**Given data**
···

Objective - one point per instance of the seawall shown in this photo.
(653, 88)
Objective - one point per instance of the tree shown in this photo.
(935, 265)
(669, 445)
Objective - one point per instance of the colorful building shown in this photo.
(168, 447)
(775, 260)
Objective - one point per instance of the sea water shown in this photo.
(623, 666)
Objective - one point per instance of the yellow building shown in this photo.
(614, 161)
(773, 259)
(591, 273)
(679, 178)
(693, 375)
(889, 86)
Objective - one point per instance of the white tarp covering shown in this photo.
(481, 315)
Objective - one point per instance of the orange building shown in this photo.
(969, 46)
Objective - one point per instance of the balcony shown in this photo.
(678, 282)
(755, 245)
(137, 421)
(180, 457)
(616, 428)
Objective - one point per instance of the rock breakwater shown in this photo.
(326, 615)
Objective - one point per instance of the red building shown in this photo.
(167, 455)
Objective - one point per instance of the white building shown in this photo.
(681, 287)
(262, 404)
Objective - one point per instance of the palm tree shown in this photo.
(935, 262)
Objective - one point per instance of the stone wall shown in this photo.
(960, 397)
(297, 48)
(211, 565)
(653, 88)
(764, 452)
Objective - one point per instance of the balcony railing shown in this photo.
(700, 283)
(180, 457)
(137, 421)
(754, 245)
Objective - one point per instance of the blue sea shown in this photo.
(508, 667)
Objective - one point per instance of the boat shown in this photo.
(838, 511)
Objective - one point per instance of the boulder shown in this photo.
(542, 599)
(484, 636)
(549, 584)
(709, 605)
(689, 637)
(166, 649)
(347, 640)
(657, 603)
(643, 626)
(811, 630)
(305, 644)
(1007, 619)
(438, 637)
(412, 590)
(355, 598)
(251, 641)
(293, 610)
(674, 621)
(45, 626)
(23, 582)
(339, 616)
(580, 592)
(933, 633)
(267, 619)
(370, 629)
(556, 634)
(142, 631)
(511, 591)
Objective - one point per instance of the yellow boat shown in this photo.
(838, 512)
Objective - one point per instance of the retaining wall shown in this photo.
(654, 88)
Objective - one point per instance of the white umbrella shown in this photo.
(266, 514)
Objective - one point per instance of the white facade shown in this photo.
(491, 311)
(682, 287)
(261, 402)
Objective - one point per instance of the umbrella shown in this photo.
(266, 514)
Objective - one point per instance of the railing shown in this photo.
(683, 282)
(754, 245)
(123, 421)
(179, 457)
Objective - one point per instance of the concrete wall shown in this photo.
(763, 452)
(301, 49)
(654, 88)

···

**Task prompt**
Everything in the data above is to be given again, unchanged.

**Solved exercise**
Objective - one point per instance of the seawall shown in this photo.
(653, 88)
Objective - one point per instance of the tree shown in this photo.
(935, 265)
(669, 445)
Objective - one point per instance of the colorful building shown in this photo.
(168, 447)
(775, 260)
Objective - one point per instance of the sea water shown in this photo.
(623, 666)
Objective - one point per instance of the yellow building shown in this photo.
(614, 161)
(773, 259)
(591, 273)
(679, 178)
(693, 375)
(889, 86)
Objective - one point per instance of the white tarp covering shown in this photo.
(481, 315)
Objective - one point per instance of the orange building shown in this photo.
(969, 46)
Objective - one point per instance of the balcony shown in this photo.
(678, 282)
(755, 245)
(137, 421)
(180, 457)
(616, 428)
Objective - one point per instance of the rock breakwater shown in this photo.
(326, 615)
Objective - one point per instance of the red building shown in this photo.
(167, 455)
Objective - one point per instance of the white building shown in this photo.
(681, 287)
(262, 404)
Objective - one point per instance of the palm tree shown in this photo.
(935, 262)
Objective - one point per instance of the stone wall shown in this photo.
(960, 397)
(297, 48)
(211, 565)
(653, 88)
(764, 452)
Objective - one point per instance of the balcony railing shown in this photo.
(700, 283)
(180, 457)
(137, 421)
(754, 245)
Objective - one point per instance of the blue sea shown in this photo.
(508, 667)
Objective - one point per instance of the boat shown in this photo.
(838, 511)
Objective - one point per instance of the boulder shown in this photo.
(542, 599)
(484, 636)
(549, 584)
(709, 605)
(689, 637)
(166, 649)
(347, 640)
(657, 603)
(643, 626)
(811, 630)
(305, 644)
(1007, 619)
(438, 637)
(412, 590)
(355, 598)
(251, 641)
(293, 610)
(674, 621)
(45, 626)
(23, 582)
(339, 616)
(580, 592)
(933, 633)
(267, 619)
(370, 629)
(556, 634)
(142, 631)
(511, 591)
Objective - one point per instance of the yellow boat shown in this photo.
(838, 512)
Objective - one point per instance of the retaining wall shown in this photo.
(654, 88)
Objective - one point per instance of the white umbrella shown in this photo.
(266, 514)
Objective - one point per instance of the white facade shown in this photo.
(491, 311)
(682, 287)
(261, 402)
Objective - one point per instance of the umbrella shown in this photo.
(266, 514)
Objective - one point per instance of the railing shown in this photo.
(683, 282)
(754, 245)
(123, 421)
(179, 457)
Objective - one point per instance of the concrete wall shown in this photo.
(763, 452)
(301, 49)
(654, 88)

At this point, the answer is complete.